_Exercise_: Images must not appear in your copy; reproduce every other part of the records exactly.
◆ ◆ ◆ ◆ ◆ ◆ ◆
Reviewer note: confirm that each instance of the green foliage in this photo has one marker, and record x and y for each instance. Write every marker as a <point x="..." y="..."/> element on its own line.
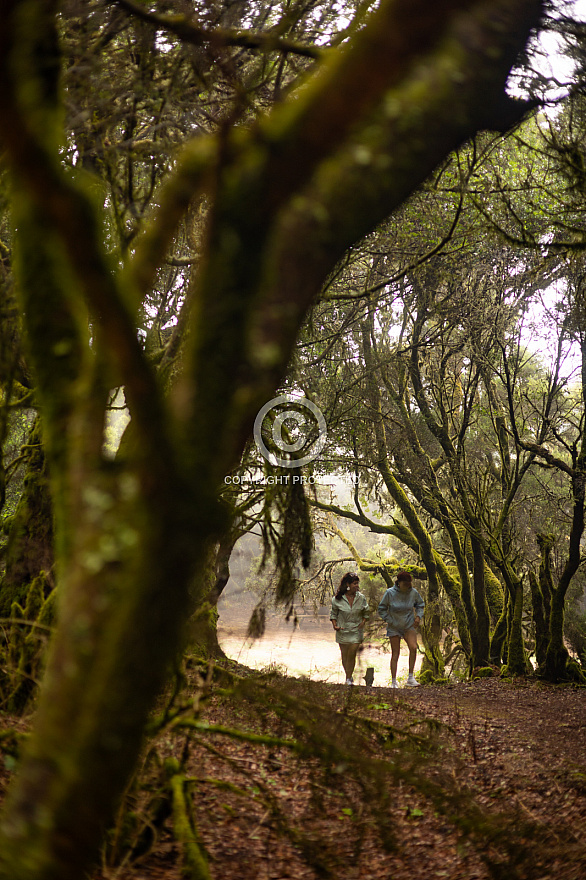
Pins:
<point x="25" y="635"/>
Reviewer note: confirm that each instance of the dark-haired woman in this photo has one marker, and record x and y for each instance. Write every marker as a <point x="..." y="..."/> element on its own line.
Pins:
<point x="349" y="613"/>
<point x="401" y="608"/>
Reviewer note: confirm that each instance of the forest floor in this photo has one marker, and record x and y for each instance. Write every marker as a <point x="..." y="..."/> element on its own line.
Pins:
<point x="298" y="779"/>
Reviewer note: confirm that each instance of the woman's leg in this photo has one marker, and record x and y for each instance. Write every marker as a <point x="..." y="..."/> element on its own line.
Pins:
<point x="411" y="639"/>
<point x="395" y="651"/>
<point x="349" y="652"/>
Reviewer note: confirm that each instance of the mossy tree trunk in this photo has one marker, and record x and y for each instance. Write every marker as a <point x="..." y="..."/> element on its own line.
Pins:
<point x="558" y="665"/>
<point x="30" y="539"/>
<point x="288" y="197"/>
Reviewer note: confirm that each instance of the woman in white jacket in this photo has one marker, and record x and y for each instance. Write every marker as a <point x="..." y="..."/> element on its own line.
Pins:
<point x="401" y="608"/>
<point x="349" y="613"/>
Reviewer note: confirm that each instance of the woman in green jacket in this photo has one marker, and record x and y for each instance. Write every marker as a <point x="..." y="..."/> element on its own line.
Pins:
<point x="349" y="613"/>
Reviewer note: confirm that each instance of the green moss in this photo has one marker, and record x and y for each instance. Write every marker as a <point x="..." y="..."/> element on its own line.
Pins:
<point x="483" y="672"/>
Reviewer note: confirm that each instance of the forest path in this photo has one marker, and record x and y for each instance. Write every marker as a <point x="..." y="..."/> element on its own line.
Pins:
<point x="511" y="752"/>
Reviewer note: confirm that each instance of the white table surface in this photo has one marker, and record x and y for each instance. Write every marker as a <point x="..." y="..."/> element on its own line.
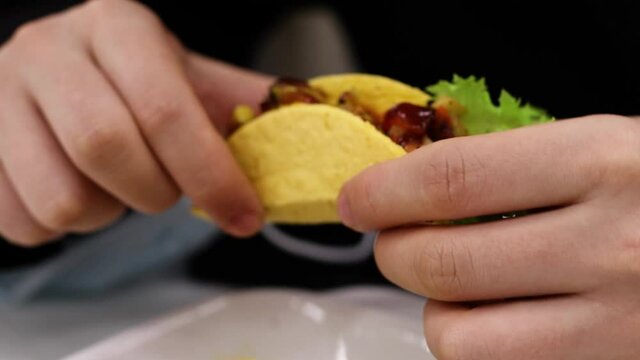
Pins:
<point x="54" y="328"/>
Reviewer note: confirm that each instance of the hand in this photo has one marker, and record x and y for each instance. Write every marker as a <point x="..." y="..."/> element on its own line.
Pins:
<point x="101" y="109"/>
<point x="558" y="284"/>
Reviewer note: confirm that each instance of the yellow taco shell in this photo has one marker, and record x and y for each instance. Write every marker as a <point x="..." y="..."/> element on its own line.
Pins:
<point x="299" y="156"/>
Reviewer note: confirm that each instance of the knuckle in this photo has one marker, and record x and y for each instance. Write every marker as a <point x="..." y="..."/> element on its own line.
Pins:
<point x="159" y="116"/>
<point x="446" y="178"/>
<point x="100" y="145"/>
<point x="622" y="164"/>
<point x="367" y="199"/>
<point x="64" y="210"/>
<point x="30" y="32"/>
<point x="439" y="269"/>
<point x="162" y="202"/>
<point x="110" y="9"/>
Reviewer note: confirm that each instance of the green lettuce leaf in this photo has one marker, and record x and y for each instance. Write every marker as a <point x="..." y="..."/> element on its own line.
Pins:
<point x="481" y="114"/>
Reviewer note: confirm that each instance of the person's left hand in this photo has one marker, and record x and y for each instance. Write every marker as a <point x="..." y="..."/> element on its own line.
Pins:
<point x="557" y="284"/>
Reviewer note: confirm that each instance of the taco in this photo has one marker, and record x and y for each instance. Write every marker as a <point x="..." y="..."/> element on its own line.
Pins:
<point x="312" y="136"/>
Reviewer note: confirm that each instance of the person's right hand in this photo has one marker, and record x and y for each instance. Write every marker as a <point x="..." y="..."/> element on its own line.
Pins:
<point x="101" y="110"/>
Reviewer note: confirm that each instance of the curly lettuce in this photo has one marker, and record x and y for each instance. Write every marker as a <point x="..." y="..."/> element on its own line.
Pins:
<point x="480" y="114"/>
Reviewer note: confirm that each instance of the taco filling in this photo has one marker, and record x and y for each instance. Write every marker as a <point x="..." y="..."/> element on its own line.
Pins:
<point x="408" y="124"/>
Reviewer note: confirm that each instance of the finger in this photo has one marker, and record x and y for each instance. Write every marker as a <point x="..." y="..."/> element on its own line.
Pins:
<point x="549" y="328"/>
<point x="221" y="87"/>
<point x="98" y="133"/>
<point x="536" y="255"/>
<point x="526" y="168"/>
<point x="151" y="79"/>
<point x="16" y="224"/>
<point x="54" y="192"/>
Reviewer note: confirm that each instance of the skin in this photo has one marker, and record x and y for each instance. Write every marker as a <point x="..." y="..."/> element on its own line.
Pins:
<point x="101" y="109"/>
<point x="563" y="283"/>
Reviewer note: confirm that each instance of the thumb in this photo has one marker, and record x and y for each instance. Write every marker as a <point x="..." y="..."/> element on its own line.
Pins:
<point x="220" y="87"/>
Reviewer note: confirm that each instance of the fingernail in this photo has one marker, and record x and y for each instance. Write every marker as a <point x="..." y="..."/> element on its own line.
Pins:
<point x="246" y="223"/>
<point x="344" y="210"/>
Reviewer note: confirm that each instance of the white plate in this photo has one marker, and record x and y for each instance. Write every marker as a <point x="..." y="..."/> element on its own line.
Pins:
<point x="270" y="325"/>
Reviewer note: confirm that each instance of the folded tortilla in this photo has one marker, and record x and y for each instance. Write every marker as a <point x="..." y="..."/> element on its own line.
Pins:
<point x="298" y="156"/>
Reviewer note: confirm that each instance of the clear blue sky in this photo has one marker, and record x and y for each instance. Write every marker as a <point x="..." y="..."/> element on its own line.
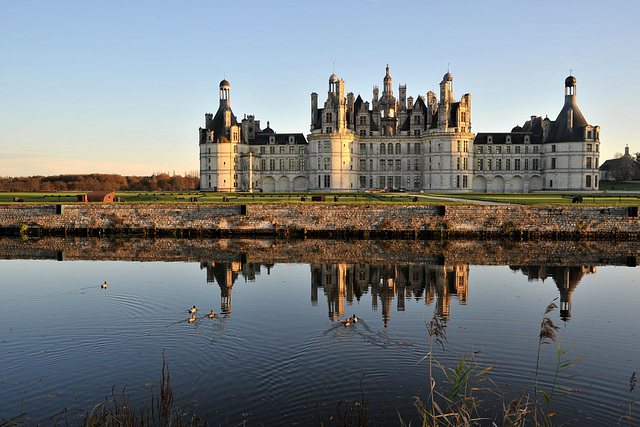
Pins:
<point x="122" y="86"/>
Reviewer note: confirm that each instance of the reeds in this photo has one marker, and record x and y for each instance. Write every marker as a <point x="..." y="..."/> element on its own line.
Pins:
<point x="161" y="411"/>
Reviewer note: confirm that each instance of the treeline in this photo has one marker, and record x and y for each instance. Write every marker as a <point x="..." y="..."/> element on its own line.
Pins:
<point x="101" y="182"/>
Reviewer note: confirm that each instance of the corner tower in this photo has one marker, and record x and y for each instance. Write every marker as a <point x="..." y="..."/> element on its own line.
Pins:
<point x="220" y="147"/>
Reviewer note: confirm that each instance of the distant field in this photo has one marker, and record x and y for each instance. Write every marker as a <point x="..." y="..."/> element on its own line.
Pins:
<point x="610" y="198"/>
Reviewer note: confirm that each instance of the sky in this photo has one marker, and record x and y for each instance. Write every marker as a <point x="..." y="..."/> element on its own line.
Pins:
<point x="122" y="86"/>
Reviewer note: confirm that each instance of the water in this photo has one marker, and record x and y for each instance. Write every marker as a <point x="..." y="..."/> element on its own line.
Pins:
<point x="277" y="352"/>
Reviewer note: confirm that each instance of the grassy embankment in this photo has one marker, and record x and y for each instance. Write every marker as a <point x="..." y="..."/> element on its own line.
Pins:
<point x="621" y="195"/>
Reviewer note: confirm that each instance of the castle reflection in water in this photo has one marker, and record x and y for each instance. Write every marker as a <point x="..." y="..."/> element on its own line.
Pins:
<point x="391" y="284"/>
◆ ◆ ◆ ◆ ◆ ◆ ◆
_Exercise answer_:
Reviewer note: confirm that each instance of the green foliage in this photo has one marker, and record x and y for each instance. Write every marker as a <point x="..." y="..."/> element on its own line.
Pins:
<point x="25" y="635"/>
Reviewer note: confirm that each instance of the dark-haired woman in this photo has one marker, and record x and y for each instance. Write every marker as a <point x="..." y="..."/> element on its own line.
Pins:
<point x="349" y="613"/>
<point x="401" y="608"/>
Reviewer note: confirm that each instance of the forest floor in this photo has one marker, and record x and y for each instance. Write every marker as a <point x="..." y="..."/> element on its own line.
Pins:
<point x="298" y="779"/>
Reviewer note: confirm that each instance of the woman's leg in this photo has one marker, and record x and y for each instance. Write every marker as a <point x="..." y="..."/> element on its own line.
Pins:
<point x="411" y="639"/>
<point x="395" y="651"/>
<point x="349" y="652"/>
Reviewer note: confirm that each instance of the mossy tree trunk in this photo has one marker, and record x and y for each instance. Write every marker as a <point x="..." y="..."/> element on its own line.
Pins:
<point x="558" y="665"/>
<point x="30" y="539"/>
<point x="288" y="197"/>
Reviewer note: confirm that each instance of the woman in white jacket in this photo has one marker, and record x and y for each instance. Write every marker as a <point x="..." y="..."/> element on its own line.
Pins:
<point x="401" y="608"/>
<point x="349" y="613"/>
Reviewer note: confirm that each instance of the woman in green jacket in this photo has one marker, and record x and y for each instance. Write every marker as a <point x="..." y="..."/> element on its own line.
Pins:
<point x="349" y="613"/>
Reviewer note: confirm that each instance of the green moss in this photo has one marker, and record x and y for each instance. Write every marker as a <point x="..." y="..."/> element on its own line.
Pins:
<point x="483" y="672"/>
Reviewer note: confirm that each instance of the forest path in this photo has one marker, and record x and y for each instance. Write every marker as a <point x="..." y="..."/> element on its own line.
Pins:
<point x="511" y="752"/>
Reviewer note: confirm that each instance of the white table surface in this photo has one marker, and record x and y for each instance. Write every marker as a <point x="..." y="..."/> element on its own line.
Pins:
<point x="54" y="328"/>
Reviewer note: confirm that each instance of the hand in this photo has one marker, and record x and y for each instance. Write every marker as a <point x="..." y="..."/> element on its own line.
Pins:
<point x="101" y="109"/>
<point x="558" y="284"/>
Reviewer note: confirm that each instance of the yellow taco shell in this photo has one marker, and record x and y for each instance. Write every marker as a <point x="..." y="..."/> element on its own line.
Pins:
<point x="299" y="156"/>
Reviewer note: confirm that each instance of the knuckle in this photo has one marker, and record x and y for each instance. Write every marker as a <point x="..." y="..."/> element on its own line.
Pins:
<point x="159" y="116"/>
<point x="446" y="178"/>
<point x="100" y="145"/>
<point x="622" y="164"/>
<point x="367" y="199"/>
<point x="64" y="210"/>
<point x="30" y="32"/>
<point x="439" y="269"/>
<point x="162" y="202"/>
<point x="110" y="9"/>
Reviewer note: confirm that each instance of the green lettuce leaf in this photo has one marker, and record x and y for each instance. Write every marker as a <point x="..." y="..."/> element on its own line.
Pins:
<point x="481" y="114"/>
Reviewer note: confirm that each instance of the person's left hand in this photo has one marker, and record x and y for each instance. Write every marker as a <point x="..." y="..."/> element on its own line.
Pins:
<point x="557" y="284"/>
Reviewer note: confirm that each instance of the taco in this photo has one marker, and record x and y for each instance. Write every marker as a <point x="..." y="..."/> element on its own line.
Pins:
<point x="312" y="136"/>
Reviewer note: confirm that each instance of the person's right hand in this photo has one marker, and record x and y for each instance. Write every marker as a <point x="..." y="..."/> element on its own line.
Pins:
<point x="101" y="110"/>
Reviewer note: confirm that each instance of the curly lettuce in this photo has one marker, and record x and y for each instance. Write every marker as a <point x="..." y="..."/> element on its own line.
Pins:
<point x="480" y="114"/>
Reviewer note: confirm that each instance of the taco filling in this photo has one marker, and record x and y for each instance. Write every marker as a <point x="..." y="..."/> element on its own line.
Pins:
<point x="408" y="124"/>
Reviewer note: confirm that each instance of the finger in this photo has one marker, and record x and y for each instance. Write every marker as a <point x="..." y="..."/> element on its own line.
Pins:
<point x="549" y="328"/>
<point x="221" y="87"/>
<point x="98" y="133"/>
<point x="536" y="255"/>
<point x="526" y="168"/>
<point x="151" y="79"/>
<point x="16" y="224"/>
<point x="54" y="192"/>
Reviewer note: confirm that each instance of the skin in this photo has one marker, and record x and y for each instance. Write every marker as a <point x="..." y="..."/> element on its own line.
Pins:
<point x="101" y="109"/>
<point x="563" y="283"/>
Reviewer note: confirm that each instance of the thumb in this photo has one marker, and record x and y for each instance. Write every marker as a <point x="..." y="..."/> element on its own line.
Pins:
<point x="220" y="87"/>
Reviewer note: confirm that each instance of the fingernail in this photo has one marker, and record x and y for each instance. Write every marker as a <point x="..." y="..."/> element on its own line.
Pins:
<point x="246" y="223"/>
<point x="344" y="210"/>
Reviewer note: confirm that each instance of the white plate in this photo has one marker, and record x and y for each instance. Write every marker as a <point x="..." y="..."/> element on its own line.
Pins:
<point x="270" y="325"/>
Reviewer note: confirm that each instance of the folded tortilla in this photo has one marker, and record x and y for each instance. Write every marker as a <point x="..." y="..."/> element on its own line.
Pins:
<point x="298" y="156"/>
Reviewer note: confirm that each instance of the clear blue sky in this photo has one marker, and record x and y for each instance. Write every marker as a <point x="..." y="..."/> element on its own line.
Pins:
<point x="122" y="86"/>
Reviewer note: confirm that each instance of the reeds in this photo has one marker, and record x and y for each instance. Write every marker as a <point x="..." y="..."/> element on its own line.
Pins:
<point x="161" y="411"/>
Reviewer note: confirm that each instance of the treeline in this photo has one marker, and record x and y for each instance. Write every marker as a <point x="..." y="..."/> element on its own line.
Pins:
<point x="101" y="182"/>
Reviewer note: confirm that each instance of the corner tower in this photo has one marker, and record x and y for each instance. Write every marker as a <point x="..." y="..."/> element on its own line.
Pins:
<point x="220" y="147"/>
Reviewer note: confirm that each instance of the distant field in this photo has one marker, and record x and y for each instance. Write every marker as a <point x="..." y="..."/> element on its own line.
Pins:
<point x="610" y="198"/>
Reviewer note: confirm that each instance of the sky in this photo has one marker, and record x and y for each instance. Write every marker as a <point x="..." y="..."/> element on its own line.
Pins:
<point x="122" y="86"/>
Reviewer note: confirm that each instance of the water in this photo has one marker, and record x and y for each instance. Write every marker as a <point x="..." y="..."/> element on its own line.
Pins:
<point x="277" y="352"/>
Reviewer note: confirm that each instance of the grassy embankment in this photo has one marker, and record x and y for each instance. Write every marker as a <point x="..." y="..."/> element on its own line.
Pins:
<point x="621" y="195"/>
Reviewer note: confirm that each instance of the castle reflection in water in this photo has one marker, and record x and y for each instance. Write every marker as a <point x="..." y="..."/> element on its own line.
Pins:
<point x="391" y="284"/>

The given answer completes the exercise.